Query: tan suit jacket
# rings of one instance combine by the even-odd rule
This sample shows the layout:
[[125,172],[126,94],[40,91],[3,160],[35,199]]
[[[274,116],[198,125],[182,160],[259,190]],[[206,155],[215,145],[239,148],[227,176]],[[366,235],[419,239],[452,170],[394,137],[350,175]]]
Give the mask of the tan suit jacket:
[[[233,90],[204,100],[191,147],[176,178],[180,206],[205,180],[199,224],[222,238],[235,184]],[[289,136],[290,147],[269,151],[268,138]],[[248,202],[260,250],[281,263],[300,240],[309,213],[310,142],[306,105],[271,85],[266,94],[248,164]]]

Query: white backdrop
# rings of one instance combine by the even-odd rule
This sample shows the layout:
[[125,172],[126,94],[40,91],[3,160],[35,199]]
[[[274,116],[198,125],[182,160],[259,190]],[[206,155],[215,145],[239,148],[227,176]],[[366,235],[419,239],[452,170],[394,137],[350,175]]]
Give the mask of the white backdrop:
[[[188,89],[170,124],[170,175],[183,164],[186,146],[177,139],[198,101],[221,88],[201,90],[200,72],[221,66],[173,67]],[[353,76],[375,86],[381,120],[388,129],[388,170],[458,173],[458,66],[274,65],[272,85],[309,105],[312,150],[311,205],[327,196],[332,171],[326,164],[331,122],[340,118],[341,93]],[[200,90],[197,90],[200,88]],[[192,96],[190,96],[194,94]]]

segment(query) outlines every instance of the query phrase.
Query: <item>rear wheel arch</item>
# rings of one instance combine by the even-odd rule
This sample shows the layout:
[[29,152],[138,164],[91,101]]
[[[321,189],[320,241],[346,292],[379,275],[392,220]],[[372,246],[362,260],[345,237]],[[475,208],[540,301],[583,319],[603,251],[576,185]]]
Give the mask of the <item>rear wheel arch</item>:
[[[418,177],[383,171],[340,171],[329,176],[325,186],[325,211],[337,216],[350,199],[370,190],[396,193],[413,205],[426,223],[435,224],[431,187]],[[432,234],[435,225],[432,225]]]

-=-=-=-=-

指示 —
"Query: white backdrop"を含む行から始まり最後の行で終わる範囲について、"layout"を"format"に置き換え、その他は変更せずに改めて記してください。

記述解答 —
Query: white backdrop
# rings of one instance combine by the even-odd rule
This sample shows the format:
[[125,172],[126,94],[40,91],[3,160],[35,199]]
[[[274,116],[198,125],[182,160],[259,190]],[[206,155],[215,145],[239,148],[227,176]],[[366,235],[419,239],[452,170],[394,137],[350,175]]]
Give the mask of the white backdrop:
[[[188,89],[170,124],[170,175],[183,164],[186,146],[177,139],[198,101],[221,88],[201,90],[200,72],[221,66],[173,67]],[[353,76],[375,86],[381,120],[388,129],[388,170],[458,173],[458,66],[274,65],[272,85],[309,105],[312,150],[311,205],[327,196],[332,171],[326,164],[331,122],[340,118],[341,93]],[[200,90],[197,90],[200,88]],[[192,96],[190,96],[194,94]]]

segment(query) outlines every instance of the query phrase.
Query: <item>rear wheel arch</item>
# rings of one instance combine by the even-odd rule
This sample shows the format:
[[29,152],[138,164],[91,101]]
[[[321,189],[320,241],[346,292],[379,275],[392,220]],[[372,246],[362,260],[345,237]],[[475,208],[540,301],[583,319],[603,251],[576,185]]]
Give the mask of the <item>rear wheel arch</item>:
[[[418,177],[383,171],[340,171],[329,176],[325,186],[325,211],[337,216],[350,199],[370,190],[396,193],[413,205],[426,223],[435,224],[431,187]],[[432,234],[435,225],[432,225]]]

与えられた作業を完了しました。